**Task requirements**
Answer the following questions using the text on Chicago's Greyhound depot:
1. According to the 2023 report, how many buses does the depot handle each day?
2. What figure did the coalition's letter give for purchasing and remodeling the station?
3. What does the city say made a purchase not financially feasible?

____ Document

A 2023 report from DePaul University’s Chaddick Institute for Metropolitan Development called for city action to prevent the closure of the current Greyhound depot, noting that it handles 55 buses daily and handles about 500,000 annual passengers. Those passengers are disproportionately low income, unemployed, disabled, or lack access to private vehicles, and will suffer if operations shift to a curbside location without a secure, climate-controlled waiting room, the paper concluded.

A coalition of some two dozen civic groups has urged the city to buy and maintain the current Greyhound depot, saying in a July letter that “without prompt action, Chicago is headed for a crisis this autumn.” The letter estimates the cost of purchasing and remodeling the station is “less than $40 million — a small fraction of what we regularly spend on major transit, airport, and highway improvement.” But the city says it found a purchase was not financially feasible because of the upgrading costs, and failed in its bid for a federal grant to help buy the facility.

________
____ Information supplied

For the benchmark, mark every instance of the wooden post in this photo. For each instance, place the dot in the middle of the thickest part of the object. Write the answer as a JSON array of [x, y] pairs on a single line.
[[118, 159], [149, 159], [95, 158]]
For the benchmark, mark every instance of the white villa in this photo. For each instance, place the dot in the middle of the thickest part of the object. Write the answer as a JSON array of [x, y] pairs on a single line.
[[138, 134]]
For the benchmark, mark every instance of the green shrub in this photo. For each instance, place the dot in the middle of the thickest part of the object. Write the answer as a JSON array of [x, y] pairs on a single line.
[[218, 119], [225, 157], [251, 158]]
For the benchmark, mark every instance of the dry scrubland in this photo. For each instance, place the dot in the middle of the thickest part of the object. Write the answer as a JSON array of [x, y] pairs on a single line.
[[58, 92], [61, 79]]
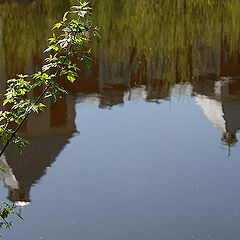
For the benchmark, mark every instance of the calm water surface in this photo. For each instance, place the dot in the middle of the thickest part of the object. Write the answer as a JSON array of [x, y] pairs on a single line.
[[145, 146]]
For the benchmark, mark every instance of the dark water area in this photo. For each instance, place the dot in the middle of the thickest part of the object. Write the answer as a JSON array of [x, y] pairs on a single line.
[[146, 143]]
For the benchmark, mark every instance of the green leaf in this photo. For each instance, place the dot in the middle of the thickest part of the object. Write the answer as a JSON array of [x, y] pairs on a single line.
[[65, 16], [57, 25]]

________
____ Information supplied

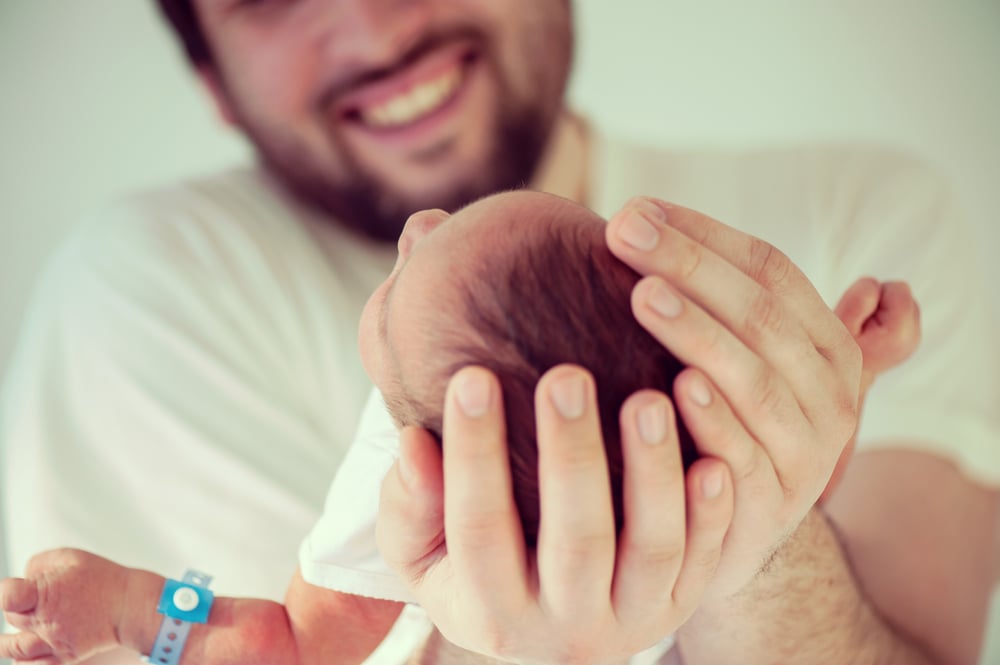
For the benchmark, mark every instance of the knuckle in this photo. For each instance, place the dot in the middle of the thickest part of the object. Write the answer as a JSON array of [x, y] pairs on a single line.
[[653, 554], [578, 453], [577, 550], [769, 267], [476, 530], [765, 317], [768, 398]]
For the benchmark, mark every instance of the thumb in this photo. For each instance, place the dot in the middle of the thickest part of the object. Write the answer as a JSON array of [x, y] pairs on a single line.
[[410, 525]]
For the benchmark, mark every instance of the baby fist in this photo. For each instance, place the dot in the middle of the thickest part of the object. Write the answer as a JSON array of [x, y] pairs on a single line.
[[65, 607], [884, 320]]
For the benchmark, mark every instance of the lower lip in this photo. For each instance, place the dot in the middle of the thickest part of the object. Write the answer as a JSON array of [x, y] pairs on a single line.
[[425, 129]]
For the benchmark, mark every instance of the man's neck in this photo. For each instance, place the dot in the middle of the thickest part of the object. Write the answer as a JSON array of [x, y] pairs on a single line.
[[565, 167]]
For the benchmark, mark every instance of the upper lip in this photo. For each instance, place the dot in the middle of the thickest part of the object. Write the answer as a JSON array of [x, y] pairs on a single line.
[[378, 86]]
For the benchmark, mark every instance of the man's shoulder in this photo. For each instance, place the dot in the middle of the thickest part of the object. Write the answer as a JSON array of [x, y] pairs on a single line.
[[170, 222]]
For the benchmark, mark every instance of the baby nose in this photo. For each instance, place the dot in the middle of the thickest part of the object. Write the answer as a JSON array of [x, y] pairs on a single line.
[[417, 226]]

________

**Full output**
1. 55 buses daily.
2. Less than $40 million.
3. The upgrading costs.